— start of Provided data —

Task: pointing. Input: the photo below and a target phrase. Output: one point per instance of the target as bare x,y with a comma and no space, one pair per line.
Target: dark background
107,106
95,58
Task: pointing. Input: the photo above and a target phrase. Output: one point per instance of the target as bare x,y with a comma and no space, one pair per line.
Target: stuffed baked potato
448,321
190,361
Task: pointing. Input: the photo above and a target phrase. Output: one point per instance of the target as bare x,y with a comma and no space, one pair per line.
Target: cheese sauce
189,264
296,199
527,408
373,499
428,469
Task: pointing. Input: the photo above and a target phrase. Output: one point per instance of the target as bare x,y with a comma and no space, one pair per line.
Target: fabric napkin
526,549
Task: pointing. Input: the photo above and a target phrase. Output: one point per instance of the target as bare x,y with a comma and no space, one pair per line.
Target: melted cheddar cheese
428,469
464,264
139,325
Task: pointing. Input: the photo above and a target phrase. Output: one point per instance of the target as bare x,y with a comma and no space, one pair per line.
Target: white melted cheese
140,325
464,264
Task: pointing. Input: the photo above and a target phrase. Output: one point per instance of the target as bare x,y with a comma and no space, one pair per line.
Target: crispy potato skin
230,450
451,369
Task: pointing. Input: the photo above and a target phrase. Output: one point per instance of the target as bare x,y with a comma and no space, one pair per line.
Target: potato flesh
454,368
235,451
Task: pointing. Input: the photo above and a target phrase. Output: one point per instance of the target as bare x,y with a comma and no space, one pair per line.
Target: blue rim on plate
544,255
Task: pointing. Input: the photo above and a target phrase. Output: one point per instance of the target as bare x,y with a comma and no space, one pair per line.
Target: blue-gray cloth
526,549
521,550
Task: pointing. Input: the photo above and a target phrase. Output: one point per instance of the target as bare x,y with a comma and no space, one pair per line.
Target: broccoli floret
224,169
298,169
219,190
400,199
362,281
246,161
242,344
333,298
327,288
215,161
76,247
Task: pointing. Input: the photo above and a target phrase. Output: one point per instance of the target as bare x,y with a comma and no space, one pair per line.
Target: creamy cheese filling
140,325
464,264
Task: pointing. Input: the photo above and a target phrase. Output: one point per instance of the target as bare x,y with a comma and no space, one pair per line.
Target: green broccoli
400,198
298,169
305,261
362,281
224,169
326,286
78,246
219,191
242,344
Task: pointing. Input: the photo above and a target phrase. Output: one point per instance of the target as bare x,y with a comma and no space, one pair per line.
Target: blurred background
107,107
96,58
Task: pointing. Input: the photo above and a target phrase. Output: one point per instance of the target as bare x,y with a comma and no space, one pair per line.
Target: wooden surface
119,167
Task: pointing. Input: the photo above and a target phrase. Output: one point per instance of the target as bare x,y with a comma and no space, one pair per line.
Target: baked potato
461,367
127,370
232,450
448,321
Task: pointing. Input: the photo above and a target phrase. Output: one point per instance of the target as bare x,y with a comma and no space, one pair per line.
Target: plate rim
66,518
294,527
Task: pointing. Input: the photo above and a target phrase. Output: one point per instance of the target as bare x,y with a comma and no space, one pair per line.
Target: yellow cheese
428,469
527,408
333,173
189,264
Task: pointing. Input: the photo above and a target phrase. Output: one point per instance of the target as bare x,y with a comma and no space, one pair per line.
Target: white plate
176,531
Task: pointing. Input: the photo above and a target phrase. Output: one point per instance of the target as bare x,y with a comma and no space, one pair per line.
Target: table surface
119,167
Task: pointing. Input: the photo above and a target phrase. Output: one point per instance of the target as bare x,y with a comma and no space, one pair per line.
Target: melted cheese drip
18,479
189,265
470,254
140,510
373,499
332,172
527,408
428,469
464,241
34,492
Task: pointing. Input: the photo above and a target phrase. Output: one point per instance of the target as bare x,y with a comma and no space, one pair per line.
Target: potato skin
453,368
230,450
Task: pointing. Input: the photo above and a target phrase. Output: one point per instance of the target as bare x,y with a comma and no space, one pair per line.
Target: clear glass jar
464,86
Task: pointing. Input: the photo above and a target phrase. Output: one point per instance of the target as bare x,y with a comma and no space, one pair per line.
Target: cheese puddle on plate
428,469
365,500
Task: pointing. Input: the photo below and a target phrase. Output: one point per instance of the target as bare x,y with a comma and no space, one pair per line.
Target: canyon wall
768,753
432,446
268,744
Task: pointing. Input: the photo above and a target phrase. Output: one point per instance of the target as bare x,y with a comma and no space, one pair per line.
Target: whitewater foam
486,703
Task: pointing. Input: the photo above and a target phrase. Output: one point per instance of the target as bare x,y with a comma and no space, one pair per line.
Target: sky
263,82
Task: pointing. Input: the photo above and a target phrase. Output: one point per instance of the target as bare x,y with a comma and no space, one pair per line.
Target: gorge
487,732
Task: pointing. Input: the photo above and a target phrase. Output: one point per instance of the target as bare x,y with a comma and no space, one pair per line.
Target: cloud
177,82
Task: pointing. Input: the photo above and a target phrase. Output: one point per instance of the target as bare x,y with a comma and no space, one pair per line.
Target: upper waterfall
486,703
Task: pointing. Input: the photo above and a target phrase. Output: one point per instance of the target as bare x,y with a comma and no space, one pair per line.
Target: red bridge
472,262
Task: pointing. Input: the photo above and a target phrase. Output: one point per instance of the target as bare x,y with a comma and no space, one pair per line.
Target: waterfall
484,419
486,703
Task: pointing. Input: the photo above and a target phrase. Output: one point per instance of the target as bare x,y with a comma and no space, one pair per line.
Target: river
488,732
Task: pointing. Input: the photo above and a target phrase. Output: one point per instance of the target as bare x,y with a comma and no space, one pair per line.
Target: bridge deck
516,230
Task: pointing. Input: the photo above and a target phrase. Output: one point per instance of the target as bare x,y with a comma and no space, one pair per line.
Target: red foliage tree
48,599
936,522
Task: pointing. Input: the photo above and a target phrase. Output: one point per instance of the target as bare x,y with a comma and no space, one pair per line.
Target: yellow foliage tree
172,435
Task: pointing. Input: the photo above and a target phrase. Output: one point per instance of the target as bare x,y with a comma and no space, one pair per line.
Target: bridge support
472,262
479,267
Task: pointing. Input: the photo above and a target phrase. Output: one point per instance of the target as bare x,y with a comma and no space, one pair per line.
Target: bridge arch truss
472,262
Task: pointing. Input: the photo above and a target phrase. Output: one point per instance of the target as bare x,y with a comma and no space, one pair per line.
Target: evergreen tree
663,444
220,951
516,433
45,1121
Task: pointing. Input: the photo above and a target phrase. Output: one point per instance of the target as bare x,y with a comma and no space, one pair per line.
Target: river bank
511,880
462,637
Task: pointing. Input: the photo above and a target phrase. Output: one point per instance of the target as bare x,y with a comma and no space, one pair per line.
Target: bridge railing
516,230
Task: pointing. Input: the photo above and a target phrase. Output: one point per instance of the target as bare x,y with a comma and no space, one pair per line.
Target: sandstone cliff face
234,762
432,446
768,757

— end of Provided data —

Report every line of the listing above that contains the word "blue".

Target: blue rim on plate
Target: blue-gray cloth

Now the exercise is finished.